TRECHO DO TEXTO ->
"""
O urbanista Mário Márcio Queiroz, professor doutor do Departamento de Urbanismo da Escola de Arquitetura da Universidade Federal de Minas Gerais (UFMG), membro Comissão Temática de Assistência Técnica de Habitação de Interesse Social do Conselho de Arquitetura e Urbanismo do Rio de Janeiro (CATHIS/CAU-RJ) e representante do CAU-RJ na CATHIS/CAU-BR, analisa: "O Estado do Rio de Janeiro e, em particular, a sua capital passam por processos de requalificação urbana nas suas áreas centrais, em espaços aos quais situam-se grande estoque de imóveis tombados e/ou históricos. Todavia, outros imóveis com características de tombamento se assentam em várias outras regiões da cidade. Desta forma, a inserção da atividade supermercadista proporcionaria a reinserção predial na operacionalidade urbana da cidade e o cumprimento da função social da propriedade privada, tombada ou não, prevista no artigo 5º da Constituição Federal de 1988, com o consequente enquadramento às normas urbanísticas das cidades e conciliadas às diretrizes apostas pelas legislações do patrimônio histórico edificado".

Revitalização, preservação e reuso: possibilidades frente às especificidades

Ainda que um desafio, a revitalização de imóveis históricos e tombados não é uma contraposição ao desenvolvimento. E é exatamente nesse momento que entra o varejo supermercadista. Nosso setor tem se mostrado um grande aliado do processo de preservação de imóveis históricos ou tombados. Exemplos não faltam pela cidade, inclusive, em um movimento contínuo.
"""
MATERIAL FORNECIDO ->
"""
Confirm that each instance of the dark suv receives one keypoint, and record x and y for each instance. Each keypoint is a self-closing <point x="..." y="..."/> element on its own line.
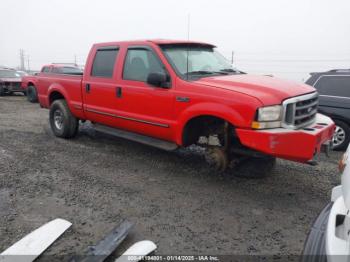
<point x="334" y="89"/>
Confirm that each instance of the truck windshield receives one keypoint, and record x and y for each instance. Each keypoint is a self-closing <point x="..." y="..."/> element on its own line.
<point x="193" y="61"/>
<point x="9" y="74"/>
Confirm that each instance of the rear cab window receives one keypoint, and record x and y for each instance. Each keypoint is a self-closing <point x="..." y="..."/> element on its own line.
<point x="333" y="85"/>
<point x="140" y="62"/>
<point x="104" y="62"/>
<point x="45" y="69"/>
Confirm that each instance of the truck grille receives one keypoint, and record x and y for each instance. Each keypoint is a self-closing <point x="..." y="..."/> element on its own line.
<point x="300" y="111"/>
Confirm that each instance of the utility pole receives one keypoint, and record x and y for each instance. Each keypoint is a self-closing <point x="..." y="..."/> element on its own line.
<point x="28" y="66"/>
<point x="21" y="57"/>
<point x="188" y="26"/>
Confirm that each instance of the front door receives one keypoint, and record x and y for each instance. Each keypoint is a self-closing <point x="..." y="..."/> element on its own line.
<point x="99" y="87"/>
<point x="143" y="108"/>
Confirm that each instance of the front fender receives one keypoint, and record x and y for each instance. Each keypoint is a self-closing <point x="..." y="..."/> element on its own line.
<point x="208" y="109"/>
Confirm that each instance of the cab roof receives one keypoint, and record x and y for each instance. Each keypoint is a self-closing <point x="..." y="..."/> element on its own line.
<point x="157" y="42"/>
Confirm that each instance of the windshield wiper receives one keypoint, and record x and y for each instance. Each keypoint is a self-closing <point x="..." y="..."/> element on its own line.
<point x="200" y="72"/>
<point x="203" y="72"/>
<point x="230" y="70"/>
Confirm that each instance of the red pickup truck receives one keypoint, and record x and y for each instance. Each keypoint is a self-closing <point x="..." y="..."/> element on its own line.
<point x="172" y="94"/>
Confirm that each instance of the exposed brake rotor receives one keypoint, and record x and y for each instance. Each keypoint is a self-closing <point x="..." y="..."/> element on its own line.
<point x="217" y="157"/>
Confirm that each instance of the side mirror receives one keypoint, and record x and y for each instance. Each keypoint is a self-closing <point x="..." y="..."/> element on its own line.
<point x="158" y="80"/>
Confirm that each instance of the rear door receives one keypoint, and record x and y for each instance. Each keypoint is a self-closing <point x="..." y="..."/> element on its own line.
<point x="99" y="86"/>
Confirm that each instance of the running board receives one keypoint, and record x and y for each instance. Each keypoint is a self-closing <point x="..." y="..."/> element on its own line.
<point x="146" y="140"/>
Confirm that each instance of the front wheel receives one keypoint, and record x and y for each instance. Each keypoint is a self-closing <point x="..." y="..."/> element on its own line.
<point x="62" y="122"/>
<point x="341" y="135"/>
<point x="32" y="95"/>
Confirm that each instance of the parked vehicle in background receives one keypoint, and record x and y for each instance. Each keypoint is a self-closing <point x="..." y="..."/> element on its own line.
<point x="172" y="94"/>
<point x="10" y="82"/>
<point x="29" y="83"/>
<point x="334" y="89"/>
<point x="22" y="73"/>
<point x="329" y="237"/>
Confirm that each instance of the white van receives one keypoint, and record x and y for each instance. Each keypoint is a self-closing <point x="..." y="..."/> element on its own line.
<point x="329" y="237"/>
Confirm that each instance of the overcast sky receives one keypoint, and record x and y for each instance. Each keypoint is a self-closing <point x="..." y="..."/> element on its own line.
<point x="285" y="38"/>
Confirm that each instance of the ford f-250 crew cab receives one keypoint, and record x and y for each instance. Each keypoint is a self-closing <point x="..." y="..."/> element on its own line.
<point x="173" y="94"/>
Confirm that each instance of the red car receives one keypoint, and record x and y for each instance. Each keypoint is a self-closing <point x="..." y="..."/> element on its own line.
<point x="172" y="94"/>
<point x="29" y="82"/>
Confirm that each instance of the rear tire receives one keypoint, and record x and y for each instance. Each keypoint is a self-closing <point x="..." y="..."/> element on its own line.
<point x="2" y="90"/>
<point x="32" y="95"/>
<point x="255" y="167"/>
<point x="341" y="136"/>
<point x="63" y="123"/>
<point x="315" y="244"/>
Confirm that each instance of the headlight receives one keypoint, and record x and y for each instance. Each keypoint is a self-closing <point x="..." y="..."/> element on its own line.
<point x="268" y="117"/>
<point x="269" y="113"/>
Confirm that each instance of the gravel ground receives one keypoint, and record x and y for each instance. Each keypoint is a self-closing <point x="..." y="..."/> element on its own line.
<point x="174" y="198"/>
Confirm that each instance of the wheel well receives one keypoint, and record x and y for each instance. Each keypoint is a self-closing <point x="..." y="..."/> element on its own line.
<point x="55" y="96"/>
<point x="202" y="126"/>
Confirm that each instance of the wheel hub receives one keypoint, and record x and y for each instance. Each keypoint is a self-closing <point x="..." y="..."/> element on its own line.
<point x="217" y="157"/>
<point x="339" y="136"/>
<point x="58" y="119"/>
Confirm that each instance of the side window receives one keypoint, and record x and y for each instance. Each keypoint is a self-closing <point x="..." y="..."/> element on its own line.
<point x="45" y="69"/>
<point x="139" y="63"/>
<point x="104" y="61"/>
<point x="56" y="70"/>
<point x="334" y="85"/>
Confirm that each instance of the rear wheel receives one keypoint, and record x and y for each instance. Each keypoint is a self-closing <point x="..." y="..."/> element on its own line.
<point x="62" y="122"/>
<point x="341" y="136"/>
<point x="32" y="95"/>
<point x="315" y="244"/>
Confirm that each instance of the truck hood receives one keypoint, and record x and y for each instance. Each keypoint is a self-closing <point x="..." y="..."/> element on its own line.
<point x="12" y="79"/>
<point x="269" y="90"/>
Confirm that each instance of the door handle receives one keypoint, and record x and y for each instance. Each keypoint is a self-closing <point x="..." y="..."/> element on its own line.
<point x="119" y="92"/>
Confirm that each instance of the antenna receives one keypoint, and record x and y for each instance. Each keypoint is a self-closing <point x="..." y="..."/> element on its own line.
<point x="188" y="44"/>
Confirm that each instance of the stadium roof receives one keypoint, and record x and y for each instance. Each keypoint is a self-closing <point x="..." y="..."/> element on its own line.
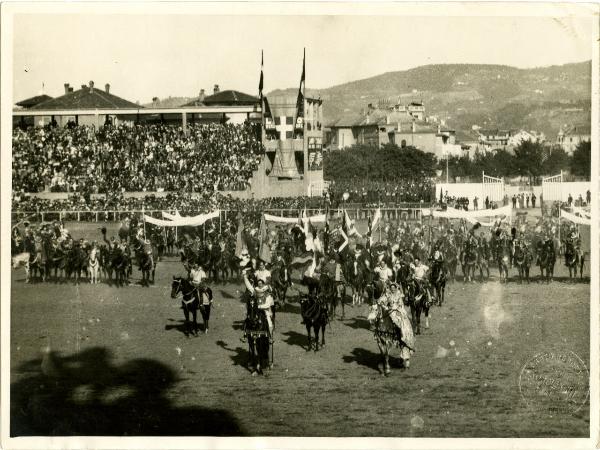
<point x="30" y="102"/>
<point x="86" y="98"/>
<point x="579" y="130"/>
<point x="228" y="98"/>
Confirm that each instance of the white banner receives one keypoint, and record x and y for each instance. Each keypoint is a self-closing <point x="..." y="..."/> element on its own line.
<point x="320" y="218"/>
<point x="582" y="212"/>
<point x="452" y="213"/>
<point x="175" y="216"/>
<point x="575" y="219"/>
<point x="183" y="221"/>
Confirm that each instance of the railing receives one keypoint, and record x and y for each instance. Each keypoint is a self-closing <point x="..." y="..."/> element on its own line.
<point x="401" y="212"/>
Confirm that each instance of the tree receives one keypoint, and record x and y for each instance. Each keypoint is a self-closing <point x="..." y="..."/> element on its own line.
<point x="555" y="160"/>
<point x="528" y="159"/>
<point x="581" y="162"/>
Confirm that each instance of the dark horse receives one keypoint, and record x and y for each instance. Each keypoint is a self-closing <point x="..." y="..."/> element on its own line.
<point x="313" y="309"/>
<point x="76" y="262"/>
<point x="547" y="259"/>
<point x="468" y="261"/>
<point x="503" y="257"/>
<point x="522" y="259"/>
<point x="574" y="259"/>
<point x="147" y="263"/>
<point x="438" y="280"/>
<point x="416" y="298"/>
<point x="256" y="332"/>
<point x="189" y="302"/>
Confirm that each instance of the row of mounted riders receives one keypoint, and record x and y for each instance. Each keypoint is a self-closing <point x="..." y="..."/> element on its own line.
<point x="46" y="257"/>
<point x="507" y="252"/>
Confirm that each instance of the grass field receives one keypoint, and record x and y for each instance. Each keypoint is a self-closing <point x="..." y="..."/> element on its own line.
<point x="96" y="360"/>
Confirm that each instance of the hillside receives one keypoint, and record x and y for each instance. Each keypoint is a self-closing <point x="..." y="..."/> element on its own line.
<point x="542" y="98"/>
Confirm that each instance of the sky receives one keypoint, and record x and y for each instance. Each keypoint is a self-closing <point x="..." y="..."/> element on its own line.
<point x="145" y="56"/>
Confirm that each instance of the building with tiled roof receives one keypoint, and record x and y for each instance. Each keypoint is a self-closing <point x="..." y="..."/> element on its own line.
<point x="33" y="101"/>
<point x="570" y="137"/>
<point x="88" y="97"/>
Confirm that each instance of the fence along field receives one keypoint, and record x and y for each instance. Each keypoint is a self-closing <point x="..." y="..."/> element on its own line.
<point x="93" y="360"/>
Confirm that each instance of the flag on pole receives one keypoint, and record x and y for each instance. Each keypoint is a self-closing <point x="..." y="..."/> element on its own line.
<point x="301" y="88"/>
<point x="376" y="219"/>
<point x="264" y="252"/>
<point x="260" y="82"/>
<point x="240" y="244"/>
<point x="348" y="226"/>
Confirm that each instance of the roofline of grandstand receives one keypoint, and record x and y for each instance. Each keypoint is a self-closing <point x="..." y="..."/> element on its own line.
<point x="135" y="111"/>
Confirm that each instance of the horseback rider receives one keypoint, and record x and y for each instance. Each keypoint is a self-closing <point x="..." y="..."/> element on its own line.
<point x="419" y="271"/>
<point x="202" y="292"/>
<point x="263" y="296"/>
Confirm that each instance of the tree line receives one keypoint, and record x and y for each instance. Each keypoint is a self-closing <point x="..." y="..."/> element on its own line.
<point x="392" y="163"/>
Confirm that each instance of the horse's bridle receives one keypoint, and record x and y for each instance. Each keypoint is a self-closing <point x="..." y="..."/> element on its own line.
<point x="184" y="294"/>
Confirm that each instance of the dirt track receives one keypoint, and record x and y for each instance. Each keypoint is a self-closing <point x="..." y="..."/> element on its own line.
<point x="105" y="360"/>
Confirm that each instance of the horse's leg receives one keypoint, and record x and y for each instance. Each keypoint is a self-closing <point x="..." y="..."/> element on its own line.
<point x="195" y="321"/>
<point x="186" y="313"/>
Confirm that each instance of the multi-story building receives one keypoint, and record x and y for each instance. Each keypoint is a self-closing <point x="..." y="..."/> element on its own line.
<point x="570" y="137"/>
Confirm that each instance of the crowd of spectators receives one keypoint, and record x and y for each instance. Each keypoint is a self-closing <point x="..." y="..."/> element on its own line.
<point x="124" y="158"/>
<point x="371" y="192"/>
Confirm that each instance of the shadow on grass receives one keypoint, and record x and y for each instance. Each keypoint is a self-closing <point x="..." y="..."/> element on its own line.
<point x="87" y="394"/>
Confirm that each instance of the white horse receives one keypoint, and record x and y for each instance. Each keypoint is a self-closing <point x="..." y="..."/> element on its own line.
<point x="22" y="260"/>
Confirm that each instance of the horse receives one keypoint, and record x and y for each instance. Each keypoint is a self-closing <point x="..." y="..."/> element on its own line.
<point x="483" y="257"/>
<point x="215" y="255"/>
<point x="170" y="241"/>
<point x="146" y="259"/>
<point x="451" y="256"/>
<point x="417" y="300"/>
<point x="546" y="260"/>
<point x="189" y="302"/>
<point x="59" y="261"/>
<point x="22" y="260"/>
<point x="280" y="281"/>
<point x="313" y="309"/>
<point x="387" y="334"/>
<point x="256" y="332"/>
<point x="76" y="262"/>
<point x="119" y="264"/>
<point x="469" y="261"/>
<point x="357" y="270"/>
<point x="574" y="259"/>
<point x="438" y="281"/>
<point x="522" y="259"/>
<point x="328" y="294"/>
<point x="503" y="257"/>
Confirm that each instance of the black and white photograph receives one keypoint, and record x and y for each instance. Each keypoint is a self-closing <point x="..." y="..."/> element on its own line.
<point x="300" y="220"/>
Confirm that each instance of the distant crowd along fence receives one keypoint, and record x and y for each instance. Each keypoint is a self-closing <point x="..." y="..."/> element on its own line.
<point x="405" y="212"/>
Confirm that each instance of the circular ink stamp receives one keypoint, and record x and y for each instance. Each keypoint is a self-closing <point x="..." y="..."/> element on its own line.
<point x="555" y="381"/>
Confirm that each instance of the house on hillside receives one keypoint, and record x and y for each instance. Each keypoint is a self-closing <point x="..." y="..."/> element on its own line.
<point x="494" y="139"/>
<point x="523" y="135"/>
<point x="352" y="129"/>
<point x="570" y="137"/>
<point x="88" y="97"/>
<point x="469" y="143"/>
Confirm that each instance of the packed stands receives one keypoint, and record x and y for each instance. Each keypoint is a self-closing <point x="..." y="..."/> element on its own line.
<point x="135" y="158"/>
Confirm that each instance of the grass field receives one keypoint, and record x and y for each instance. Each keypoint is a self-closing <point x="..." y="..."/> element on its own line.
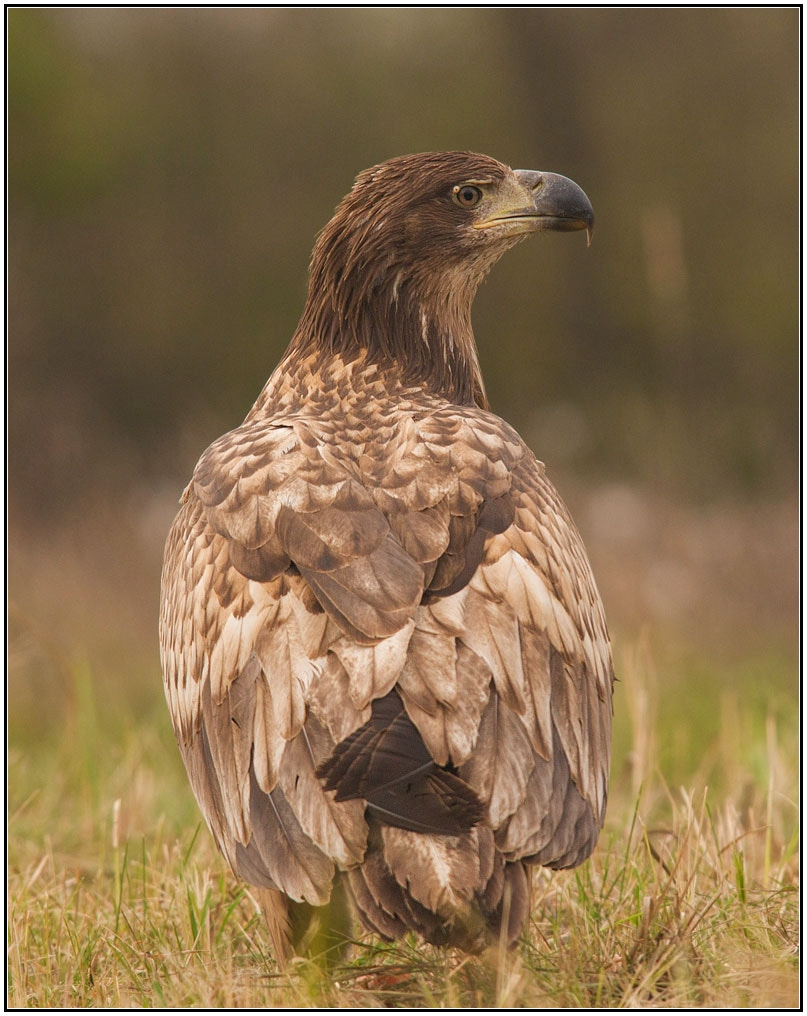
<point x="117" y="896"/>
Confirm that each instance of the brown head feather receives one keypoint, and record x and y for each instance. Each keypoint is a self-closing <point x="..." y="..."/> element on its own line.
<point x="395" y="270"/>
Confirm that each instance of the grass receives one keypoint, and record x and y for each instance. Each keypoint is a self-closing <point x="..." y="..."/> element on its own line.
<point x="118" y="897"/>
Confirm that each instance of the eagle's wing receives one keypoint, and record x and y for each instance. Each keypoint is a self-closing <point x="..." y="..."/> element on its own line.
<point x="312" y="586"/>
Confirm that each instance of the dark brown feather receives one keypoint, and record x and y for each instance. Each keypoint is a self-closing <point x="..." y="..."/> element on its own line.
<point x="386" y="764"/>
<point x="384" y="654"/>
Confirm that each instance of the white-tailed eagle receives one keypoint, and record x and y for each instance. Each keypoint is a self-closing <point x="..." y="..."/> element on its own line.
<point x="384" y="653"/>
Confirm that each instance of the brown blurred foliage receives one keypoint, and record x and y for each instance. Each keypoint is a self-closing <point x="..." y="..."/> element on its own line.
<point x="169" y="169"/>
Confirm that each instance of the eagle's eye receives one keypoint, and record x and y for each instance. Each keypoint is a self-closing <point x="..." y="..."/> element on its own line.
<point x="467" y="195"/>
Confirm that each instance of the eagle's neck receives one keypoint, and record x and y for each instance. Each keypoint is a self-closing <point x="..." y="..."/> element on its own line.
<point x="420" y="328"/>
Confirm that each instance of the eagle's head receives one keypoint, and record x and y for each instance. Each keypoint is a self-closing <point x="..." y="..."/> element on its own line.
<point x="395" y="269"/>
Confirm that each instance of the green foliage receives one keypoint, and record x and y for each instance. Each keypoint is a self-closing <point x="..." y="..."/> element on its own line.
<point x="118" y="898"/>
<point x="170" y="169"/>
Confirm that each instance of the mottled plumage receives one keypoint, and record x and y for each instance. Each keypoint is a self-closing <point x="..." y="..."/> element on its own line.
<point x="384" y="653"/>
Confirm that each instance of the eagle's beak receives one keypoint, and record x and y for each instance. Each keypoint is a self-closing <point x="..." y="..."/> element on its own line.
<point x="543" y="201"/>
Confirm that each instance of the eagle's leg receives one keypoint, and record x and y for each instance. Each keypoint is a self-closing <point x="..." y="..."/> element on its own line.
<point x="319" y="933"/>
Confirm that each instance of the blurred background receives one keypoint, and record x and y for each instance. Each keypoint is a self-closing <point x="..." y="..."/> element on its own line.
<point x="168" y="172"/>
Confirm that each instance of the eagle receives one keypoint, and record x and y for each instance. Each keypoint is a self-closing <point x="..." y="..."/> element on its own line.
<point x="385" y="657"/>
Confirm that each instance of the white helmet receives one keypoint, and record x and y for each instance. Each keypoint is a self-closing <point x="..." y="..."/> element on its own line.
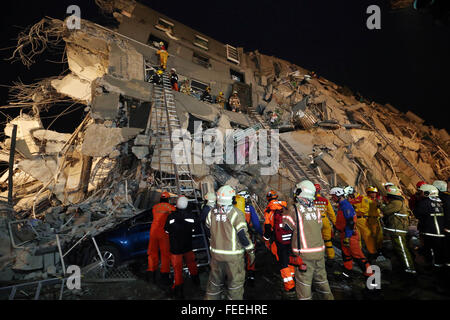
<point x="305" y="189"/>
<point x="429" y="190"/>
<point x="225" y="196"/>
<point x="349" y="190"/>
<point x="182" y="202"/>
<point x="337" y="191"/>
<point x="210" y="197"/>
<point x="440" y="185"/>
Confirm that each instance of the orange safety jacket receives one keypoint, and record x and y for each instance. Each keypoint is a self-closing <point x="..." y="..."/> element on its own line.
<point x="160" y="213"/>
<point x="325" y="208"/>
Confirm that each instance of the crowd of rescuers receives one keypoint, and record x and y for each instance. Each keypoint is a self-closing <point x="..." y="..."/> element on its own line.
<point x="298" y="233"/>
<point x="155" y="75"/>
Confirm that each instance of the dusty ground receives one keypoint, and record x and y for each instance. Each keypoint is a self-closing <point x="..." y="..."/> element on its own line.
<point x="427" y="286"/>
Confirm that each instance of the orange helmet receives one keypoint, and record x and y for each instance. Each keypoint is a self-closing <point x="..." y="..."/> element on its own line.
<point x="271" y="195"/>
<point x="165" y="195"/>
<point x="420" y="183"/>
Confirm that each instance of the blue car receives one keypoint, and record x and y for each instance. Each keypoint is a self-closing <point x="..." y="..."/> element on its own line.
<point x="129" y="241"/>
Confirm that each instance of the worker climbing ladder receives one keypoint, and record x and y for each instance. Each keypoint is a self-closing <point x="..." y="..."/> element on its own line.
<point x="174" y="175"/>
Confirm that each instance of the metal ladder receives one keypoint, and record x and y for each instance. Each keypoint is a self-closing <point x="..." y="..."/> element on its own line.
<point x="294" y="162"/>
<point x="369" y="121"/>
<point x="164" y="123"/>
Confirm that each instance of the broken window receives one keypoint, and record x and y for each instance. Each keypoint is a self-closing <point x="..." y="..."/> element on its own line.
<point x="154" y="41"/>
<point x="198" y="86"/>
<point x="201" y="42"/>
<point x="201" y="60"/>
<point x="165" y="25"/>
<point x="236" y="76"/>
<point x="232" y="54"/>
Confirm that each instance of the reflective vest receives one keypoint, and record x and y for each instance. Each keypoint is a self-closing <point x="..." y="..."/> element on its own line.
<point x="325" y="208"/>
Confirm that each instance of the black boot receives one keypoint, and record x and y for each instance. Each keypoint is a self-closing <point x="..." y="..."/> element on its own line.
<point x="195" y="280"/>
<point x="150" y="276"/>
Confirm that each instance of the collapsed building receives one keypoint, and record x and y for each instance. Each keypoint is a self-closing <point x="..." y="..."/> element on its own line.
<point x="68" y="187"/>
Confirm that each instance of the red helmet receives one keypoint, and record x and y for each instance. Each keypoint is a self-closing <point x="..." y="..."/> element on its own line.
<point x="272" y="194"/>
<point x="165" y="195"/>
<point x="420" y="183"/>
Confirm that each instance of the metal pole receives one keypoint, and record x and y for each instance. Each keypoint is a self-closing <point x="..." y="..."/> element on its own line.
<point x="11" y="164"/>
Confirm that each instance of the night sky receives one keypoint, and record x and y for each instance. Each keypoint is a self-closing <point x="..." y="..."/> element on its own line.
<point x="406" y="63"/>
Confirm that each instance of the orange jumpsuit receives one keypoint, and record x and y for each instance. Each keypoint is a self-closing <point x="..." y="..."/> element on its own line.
"""
INSTRUÇÕES DE TRABALHO ->
Dê continuidade ao texto sobre a revitalização de imóveis históricos pelo varejo supermercadista a partir do ponto em que ele termina. Os itens não têm nenhum papel nesta tarefa.

RESULTADO DA TAREFA ->
Nos próximos meses, duas novas unidades de associados da ASSERJ, darão sequência a essa parceria. Uma delas é a nova loja do Zona Sul na Rua do Catete. O imóvel de quase 4 mil m², construído em 1875 e tombado pelo Instituto do Patrimônio Histórico e Artístico Nacional (Iphan) desde 1962, foi adquirido há cerca de dois anos e agora passará por reformas, porém, mantendo suas características históricas, como expõe Ademilson Andreu, diretor de Operações do Zona Sul: "Nosso objetivo é trabalhar incansavelmente para o cliente e para nossos quase sete mil colaboradores. Entender o que necessitam, suas vontades, criar e antecipar a demanda de ambos. E a escolha de novas lojas segue esse caminho, com um olhar sobre a oportunidade de levar este conceito cliente-colaborador e serviço para um novo ponto. O Casarão do Catete foi um achado, pois guarda uma linda história de hotel do século XIX com as famosas refeições que custavam mais que a diária de hospedagem, assim como o cocho que fornecia água fresca para os cavalos. É um fato que vamos aproveitar e trazer todo este registro para o local em nossa nova loja. Quem sabe até criarmos pratos que remetam a história da época. Preservação da história do Rio e inovação não irão faltar na nova loja do Zona Sul".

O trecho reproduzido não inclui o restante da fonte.